Data entries:
+-------+

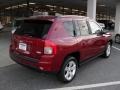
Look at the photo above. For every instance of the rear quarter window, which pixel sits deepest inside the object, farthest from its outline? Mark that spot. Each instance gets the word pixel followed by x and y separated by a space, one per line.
pixel 68 25
pixel 34 28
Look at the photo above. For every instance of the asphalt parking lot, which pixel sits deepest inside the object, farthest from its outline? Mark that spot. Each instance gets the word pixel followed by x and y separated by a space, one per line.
pixel 16 77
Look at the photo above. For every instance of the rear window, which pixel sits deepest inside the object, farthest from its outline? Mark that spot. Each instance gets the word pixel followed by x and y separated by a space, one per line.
pixel 34 28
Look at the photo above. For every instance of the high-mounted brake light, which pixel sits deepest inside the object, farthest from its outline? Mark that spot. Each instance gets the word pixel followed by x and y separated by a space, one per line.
pixel 50 48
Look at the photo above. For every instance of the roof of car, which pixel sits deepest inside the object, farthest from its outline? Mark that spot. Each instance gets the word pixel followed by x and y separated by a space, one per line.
pixel 52 17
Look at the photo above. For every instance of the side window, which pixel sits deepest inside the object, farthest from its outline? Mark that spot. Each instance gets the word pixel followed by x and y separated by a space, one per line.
pixel 77 29
pixel 94 27
pixel 69 27
pixel 83 28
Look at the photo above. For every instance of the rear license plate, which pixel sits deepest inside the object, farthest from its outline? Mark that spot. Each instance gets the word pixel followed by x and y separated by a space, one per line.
pixel 23 46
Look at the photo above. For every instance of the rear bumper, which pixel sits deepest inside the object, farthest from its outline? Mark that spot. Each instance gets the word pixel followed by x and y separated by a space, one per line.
pixel 44 64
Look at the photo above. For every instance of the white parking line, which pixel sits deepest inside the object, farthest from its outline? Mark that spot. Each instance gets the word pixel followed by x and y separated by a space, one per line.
pixel 88 86
pixel 116 48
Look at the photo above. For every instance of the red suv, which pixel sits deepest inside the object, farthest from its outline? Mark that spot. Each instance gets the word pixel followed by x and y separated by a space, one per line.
pixel 58 44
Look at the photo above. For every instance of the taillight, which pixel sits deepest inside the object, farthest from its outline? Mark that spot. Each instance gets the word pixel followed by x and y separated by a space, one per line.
pixel 50 48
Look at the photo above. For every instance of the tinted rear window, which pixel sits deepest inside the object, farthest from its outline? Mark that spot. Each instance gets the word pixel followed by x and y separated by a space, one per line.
pixel 34 28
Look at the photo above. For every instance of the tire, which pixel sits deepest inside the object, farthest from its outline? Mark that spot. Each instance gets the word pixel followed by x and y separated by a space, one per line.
pixel 68 70
pixel 107 51
pixel 117 38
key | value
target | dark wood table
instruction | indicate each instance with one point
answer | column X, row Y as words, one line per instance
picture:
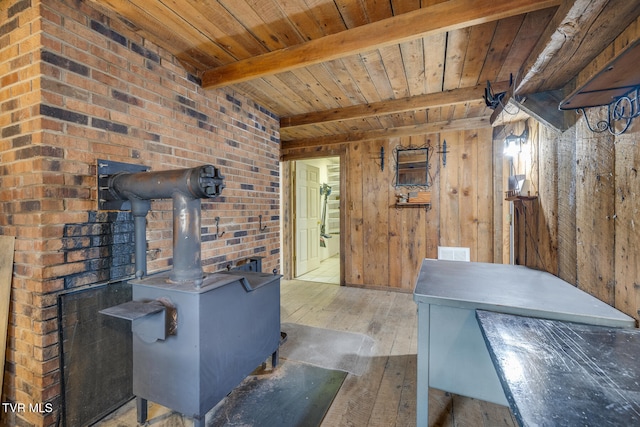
column 558, row 373
column 452, row 354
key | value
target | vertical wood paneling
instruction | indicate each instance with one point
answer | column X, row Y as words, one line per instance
column 567, row 246
column 354, row 258
column 468, row 200
column 627, row 225
column 485, row 247
column 375, row 215
column 449, row 189
column 383, row 246
column 433, row 215
column 595, row 209
column 548, row 199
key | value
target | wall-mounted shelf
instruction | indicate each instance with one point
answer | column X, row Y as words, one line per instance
column 616, row 85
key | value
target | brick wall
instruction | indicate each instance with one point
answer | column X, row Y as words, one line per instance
column 75, row 87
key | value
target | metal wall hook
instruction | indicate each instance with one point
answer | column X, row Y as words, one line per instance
column 218, row 234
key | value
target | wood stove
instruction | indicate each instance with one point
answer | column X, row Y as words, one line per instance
column 196, row 336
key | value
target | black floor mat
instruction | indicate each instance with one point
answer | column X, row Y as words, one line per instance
column 295, row 394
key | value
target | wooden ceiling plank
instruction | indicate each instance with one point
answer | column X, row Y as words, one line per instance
column 360, row 76
column 219, row 25
column 434, row 54
column 395, row 70
column 524, row 43
column 420, row 102
column 302, row 19
column 352, row 12
column 342, row 77
column 470, row 123
column 413, row 61
column 499, row 48
column 261, row 19
column 317, row 83
column 457, row 45
column 447, row 16
column 327, row 15
column 578, row 32
column 479, row 42
column 373, row 62
column 377, row 10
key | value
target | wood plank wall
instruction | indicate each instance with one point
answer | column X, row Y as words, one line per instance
column 383, row 245
column 589, row 196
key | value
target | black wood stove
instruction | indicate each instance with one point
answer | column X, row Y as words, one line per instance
column 196, row 336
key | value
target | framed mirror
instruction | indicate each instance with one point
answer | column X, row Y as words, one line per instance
column 412, row 167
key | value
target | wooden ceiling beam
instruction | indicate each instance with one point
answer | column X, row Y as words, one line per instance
column 579, row 31
column 436, row 127
column 393, row 106
column 446, row 16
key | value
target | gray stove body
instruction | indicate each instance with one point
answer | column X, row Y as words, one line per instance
column 223, row 330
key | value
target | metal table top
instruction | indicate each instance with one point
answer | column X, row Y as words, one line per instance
column 565, row 374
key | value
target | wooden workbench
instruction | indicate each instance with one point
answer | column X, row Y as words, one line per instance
column 452, row 354
column 563, row 373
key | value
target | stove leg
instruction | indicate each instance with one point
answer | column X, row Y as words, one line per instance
column 141, row 407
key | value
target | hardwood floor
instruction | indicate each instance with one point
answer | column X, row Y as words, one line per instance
column 385, row 394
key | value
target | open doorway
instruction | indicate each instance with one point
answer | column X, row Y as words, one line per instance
column 316, row 194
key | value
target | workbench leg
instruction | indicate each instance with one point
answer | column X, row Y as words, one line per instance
column 422, row 398
column 141, row 408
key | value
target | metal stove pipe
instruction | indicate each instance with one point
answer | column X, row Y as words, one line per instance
column 185, row 187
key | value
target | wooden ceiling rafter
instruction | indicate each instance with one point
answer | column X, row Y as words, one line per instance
column 395, row 132
column 442, row 17
column 393, row 106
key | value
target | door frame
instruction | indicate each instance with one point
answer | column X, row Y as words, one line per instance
column 287, row 208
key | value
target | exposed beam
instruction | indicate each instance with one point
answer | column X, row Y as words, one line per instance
column 420, row 102
column 579, row 31
column 470, row 123
column 446, row 16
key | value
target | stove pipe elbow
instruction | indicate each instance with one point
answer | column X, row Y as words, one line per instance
column 185, row 187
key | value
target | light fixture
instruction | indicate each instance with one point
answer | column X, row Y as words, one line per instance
column 513, row 143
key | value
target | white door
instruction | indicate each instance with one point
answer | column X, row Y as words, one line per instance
column 307, row 218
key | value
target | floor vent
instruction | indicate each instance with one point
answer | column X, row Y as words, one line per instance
column 454, row 253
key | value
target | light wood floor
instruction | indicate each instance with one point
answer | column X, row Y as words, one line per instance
column 385, row 394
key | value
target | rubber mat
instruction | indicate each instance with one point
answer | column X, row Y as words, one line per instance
column 293, row 395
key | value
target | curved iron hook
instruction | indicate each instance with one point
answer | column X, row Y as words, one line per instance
column 218, row 234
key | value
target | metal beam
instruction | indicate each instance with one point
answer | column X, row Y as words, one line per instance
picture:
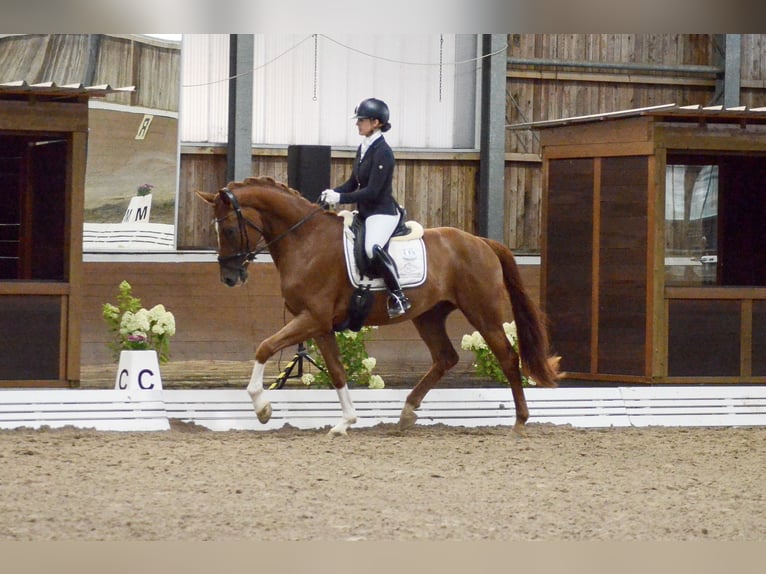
column 240, row 144
column 491, row 200
column 732, row 71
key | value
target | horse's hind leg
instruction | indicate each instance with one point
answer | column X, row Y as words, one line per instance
column 432, row 327
column 508, row 359
column 328, row 346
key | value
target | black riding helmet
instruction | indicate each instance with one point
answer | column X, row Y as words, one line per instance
column 374, row 109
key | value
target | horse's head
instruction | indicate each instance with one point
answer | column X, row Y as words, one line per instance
column 233, row 229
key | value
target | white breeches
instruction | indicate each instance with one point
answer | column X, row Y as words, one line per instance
column 378, row 230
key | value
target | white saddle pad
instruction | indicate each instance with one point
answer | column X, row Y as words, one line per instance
column 408, row 254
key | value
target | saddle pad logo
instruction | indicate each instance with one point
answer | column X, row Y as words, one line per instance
column 409, row 256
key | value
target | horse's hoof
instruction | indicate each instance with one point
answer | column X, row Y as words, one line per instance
column 408, row 417
column 264, row 414
column 519, row 431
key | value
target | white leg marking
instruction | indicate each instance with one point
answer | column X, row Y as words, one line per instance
column 255, row 390
column 349, row 413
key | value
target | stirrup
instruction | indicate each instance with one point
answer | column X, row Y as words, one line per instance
column 398, row 305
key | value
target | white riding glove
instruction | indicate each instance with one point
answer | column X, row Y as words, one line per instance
column 330, row 196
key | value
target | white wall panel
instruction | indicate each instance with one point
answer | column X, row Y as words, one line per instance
column 305, row 88
column 203, row 115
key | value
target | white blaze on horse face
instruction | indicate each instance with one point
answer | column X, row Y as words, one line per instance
column 217, row 234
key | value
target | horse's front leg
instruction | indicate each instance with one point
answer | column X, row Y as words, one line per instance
column 299, row 329
column 328, row 346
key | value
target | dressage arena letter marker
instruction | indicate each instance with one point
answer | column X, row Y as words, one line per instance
column 138, row 370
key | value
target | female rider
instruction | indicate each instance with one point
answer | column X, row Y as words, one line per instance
column 370, row 187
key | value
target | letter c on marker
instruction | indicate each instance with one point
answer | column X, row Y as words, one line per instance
column 141, row 382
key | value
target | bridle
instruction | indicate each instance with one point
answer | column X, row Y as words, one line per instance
column 245, row 253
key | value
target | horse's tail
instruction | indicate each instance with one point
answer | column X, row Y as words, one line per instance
column 530, row 325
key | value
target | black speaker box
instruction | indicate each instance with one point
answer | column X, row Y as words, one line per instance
column 308, row 169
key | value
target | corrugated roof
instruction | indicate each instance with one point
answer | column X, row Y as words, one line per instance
column 667, row 112
column 51, row 89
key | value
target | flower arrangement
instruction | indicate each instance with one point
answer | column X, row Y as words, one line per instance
column 485, row 362
column 356, row 362
column 144, row 189
column 134, row 328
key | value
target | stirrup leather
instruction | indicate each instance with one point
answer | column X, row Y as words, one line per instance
column 397, row 304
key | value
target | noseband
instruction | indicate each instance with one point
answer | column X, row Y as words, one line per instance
column 245, row 253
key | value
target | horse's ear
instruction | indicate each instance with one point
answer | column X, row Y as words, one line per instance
column 206, row 197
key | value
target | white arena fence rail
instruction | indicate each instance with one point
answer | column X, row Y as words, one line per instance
column 225, row 409
column 128, row 236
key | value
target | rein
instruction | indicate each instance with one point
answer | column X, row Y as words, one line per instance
column 250, row 254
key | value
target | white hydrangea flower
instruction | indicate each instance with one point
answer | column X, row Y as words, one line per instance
column 369, row 363
column 308, row 379
column 376, row 382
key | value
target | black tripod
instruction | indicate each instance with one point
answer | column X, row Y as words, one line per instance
column 301, row 355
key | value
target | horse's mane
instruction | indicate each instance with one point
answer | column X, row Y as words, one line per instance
column 264, row 181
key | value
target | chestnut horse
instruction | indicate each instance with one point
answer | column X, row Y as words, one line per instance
column 479, row 276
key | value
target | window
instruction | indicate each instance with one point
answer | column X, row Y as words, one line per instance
column 691, row 223
column 714, row 220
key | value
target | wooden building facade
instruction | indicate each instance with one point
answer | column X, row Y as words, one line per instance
column 43, row 148
column 653, row 265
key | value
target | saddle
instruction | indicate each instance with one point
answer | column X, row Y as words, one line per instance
column 406, row 248
column 404, row 230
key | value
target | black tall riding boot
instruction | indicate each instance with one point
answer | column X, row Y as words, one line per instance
column 398, row 304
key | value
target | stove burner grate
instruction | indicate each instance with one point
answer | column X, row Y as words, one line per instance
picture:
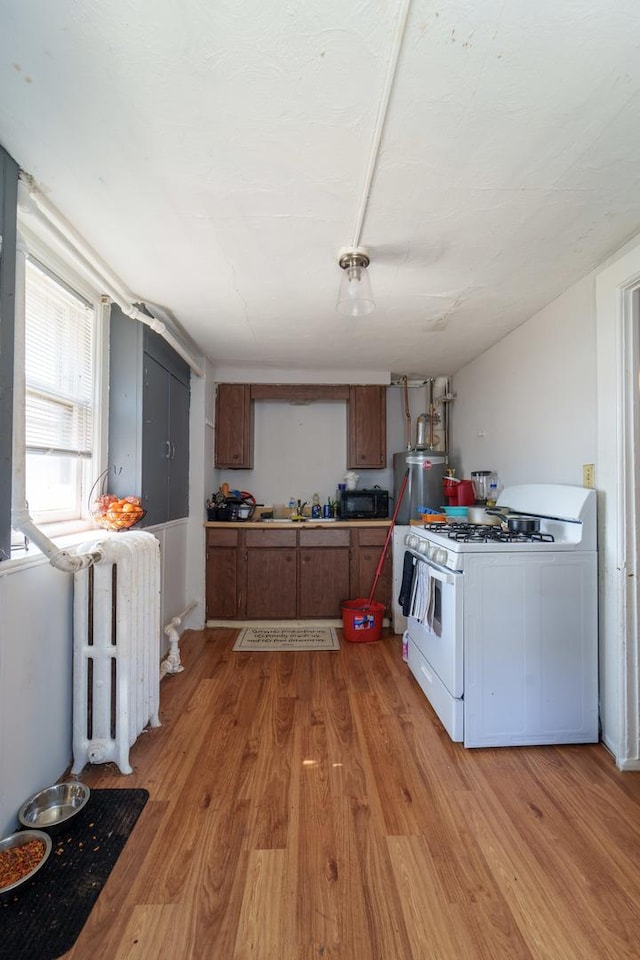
column 483, row 533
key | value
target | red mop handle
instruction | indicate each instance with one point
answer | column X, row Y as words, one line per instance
column 383, row 555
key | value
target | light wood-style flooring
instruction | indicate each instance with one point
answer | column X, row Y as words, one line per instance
column 309, row 806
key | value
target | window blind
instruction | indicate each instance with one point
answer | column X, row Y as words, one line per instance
column 59, row 326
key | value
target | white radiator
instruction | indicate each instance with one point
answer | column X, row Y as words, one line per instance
column 116, row 648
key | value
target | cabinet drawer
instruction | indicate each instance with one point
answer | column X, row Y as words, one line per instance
column 270, row 538
column 372, row 536
column 317, row 537
column 222, row 538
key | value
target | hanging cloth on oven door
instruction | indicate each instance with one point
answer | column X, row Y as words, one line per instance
column 423, row 604
column 406, row 587
column 421, row 593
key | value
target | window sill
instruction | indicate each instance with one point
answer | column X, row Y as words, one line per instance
column 62, row 534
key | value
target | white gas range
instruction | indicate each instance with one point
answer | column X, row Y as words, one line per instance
column 502, row 628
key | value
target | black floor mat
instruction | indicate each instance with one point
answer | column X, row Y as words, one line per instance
column 42, row 919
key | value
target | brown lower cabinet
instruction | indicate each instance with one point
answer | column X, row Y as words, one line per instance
column 269, row 573
column 301, row 573
column 324, row 572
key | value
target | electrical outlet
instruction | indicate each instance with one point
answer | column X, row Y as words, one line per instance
column 589, row 476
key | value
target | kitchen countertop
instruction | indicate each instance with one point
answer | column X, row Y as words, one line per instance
column 287, row 524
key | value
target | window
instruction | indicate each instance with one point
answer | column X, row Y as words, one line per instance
column 60, row 350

+-------+

Which lines in the records contain the word "metal"? Gather every one of them and copy each line in full.

target | metal wall hook
target | metal table top
target | metal stove pipe
target | metal beam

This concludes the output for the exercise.